> _Stated goal 1_:
Decide whether each statement below agrees with the page on the Upper expression that follows. Answer yes or no for each, and quote the words of the page that decide it. (a) The result keeps the collation of the input string. (b) The conversion requires shuffle operations. (c) A null input causes an error.

> _Extract_:
· · · ·

Upper¶
Overview¶
The Upper expression converts all characters in a string to uppercase. It supports various collations and uses either ICU or JVM case mappings depending on configuration and collation type.
Syntax¶
Arguments¶
| Argument | Type | Description |
|---|---|---|
| str | StringType | The input string to convert to uppercase |
Return Type¶
Returns StringType with the same collation as the input string.
Supported Data Types¶
- StringType (all collations)
Algorithm¶
- Extracts the collation ID from the input StringType
- Determines whether to use ICU case mappings based on
spark.sql.collation.icu.enabledconfiguration - Delegates the actual uppercase conversion to
CollationSupport.Upper.exec()with the appropriate collation and ICU settings - Preserves the original collation of the input string in the result
- Uses collation-aware case mapping rules for proper internationalization support
Partitioning Behavior¶
- Preserves partitioning as it's a deterministic transformation
- Does not require shuffle operations
- Can be pushed down in query optimization
Edge Cases¶
- Null handling: Returns null for null input (null-intolerant behavior)

· · · ·

> _Given records_:
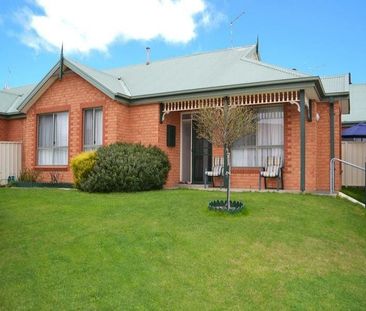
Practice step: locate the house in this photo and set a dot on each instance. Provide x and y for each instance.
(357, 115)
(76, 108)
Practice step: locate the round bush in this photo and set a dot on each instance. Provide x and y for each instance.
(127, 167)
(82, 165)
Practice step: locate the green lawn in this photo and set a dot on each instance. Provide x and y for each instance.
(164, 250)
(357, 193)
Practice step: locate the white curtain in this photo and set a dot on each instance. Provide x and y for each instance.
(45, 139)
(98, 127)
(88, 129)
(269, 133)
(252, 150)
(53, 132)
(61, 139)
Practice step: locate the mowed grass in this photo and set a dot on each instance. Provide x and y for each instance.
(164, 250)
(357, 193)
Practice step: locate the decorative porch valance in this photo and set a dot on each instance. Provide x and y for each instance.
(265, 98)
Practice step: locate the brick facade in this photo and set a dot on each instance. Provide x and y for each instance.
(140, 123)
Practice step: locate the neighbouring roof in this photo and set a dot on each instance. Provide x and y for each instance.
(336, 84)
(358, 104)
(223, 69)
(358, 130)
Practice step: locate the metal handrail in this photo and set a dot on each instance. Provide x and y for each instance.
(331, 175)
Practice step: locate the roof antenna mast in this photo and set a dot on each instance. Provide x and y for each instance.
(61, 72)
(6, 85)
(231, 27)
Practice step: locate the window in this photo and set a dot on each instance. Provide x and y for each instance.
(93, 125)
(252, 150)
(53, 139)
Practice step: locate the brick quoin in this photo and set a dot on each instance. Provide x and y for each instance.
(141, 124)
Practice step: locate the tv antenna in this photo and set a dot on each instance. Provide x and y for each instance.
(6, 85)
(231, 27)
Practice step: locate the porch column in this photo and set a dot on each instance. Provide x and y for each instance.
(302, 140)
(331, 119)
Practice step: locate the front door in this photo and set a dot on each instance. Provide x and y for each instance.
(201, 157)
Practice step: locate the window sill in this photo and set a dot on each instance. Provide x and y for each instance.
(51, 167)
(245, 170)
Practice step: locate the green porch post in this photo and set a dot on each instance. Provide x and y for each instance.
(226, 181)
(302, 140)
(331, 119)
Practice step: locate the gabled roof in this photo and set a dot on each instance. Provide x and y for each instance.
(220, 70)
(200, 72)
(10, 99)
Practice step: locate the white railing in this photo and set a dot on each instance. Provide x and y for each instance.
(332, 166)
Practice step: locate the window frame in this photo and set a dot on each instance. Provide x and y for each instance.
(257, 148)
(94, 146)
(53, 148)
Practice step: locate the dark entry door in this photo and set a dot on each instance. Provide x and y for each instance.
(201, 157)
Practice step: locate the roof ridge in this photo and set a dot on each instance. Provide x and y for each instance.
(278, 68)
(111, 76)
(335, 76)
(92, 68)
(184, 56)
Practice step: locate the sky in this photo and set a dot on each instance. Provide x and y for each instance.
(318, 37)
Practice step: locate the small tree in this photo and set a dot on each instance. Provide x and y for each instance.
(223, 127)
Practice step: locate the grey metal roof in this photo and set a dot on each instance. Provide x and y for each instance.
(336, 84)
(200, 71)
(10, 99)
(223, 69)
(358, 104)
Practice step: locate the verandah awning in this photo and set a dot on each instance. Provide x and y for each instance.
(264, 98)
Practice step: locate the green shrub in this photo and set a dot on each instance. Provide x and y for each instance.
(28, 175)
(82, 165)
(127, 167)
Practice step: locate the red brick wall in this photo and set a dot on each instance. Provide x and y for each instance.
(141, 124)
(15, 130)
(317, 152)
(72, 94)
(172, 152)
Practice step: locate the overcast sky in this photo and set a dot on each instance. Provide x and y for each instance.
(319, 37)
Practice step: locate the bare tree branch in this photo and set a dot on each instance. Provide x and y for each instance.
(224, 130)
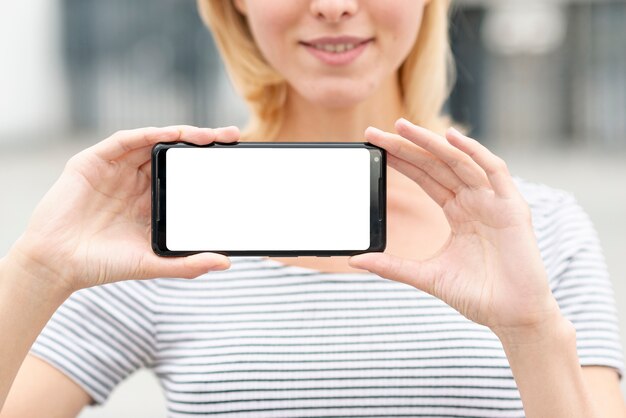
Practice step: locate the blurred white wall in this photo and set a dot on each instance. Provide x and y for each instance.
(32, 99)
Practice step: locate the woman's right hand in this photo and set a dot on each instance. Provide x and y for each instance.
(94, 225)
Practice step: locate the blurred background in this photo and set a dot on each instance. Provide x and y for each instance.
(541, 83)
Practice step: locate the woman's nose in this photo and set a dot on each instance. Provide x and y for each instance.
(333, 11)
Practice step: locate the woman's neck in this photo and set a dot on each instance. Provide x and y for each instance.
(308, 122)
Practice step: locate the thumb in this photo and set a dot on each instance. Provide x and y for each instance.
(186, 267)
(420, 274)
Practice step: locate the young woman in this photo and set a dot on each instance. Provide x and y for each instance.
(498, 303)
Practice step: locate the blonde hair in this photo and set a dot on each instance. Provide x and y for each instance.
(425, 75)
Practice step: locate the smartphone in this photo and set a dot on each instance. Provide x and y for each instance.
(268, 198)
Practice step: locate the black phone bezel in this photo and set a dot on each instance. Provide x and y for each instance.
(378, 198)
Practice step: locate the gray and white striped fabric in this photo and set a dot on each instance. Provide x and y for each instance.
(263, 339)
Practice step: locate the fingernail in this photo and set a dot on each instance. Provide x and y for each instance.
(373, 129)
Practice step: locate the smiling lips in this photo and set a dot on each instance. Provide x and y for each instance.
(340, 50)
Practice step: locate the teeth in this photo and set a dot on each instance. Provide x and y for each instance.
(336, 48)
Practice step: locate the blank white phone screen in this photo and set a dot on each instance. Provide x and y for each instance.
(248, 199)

· · · ·

> _Stated goal 2_:
Count the lines of the listing above that contain the string "door". Case counts. Give only the number.

> _Exercise result 1_:
(a) Yes: "Returns StringType with the same collation as the input string."
(b) No: "Does not require shuffle operations"
(c) No: "Returns null for null input"

> _Exercise result 2_:
2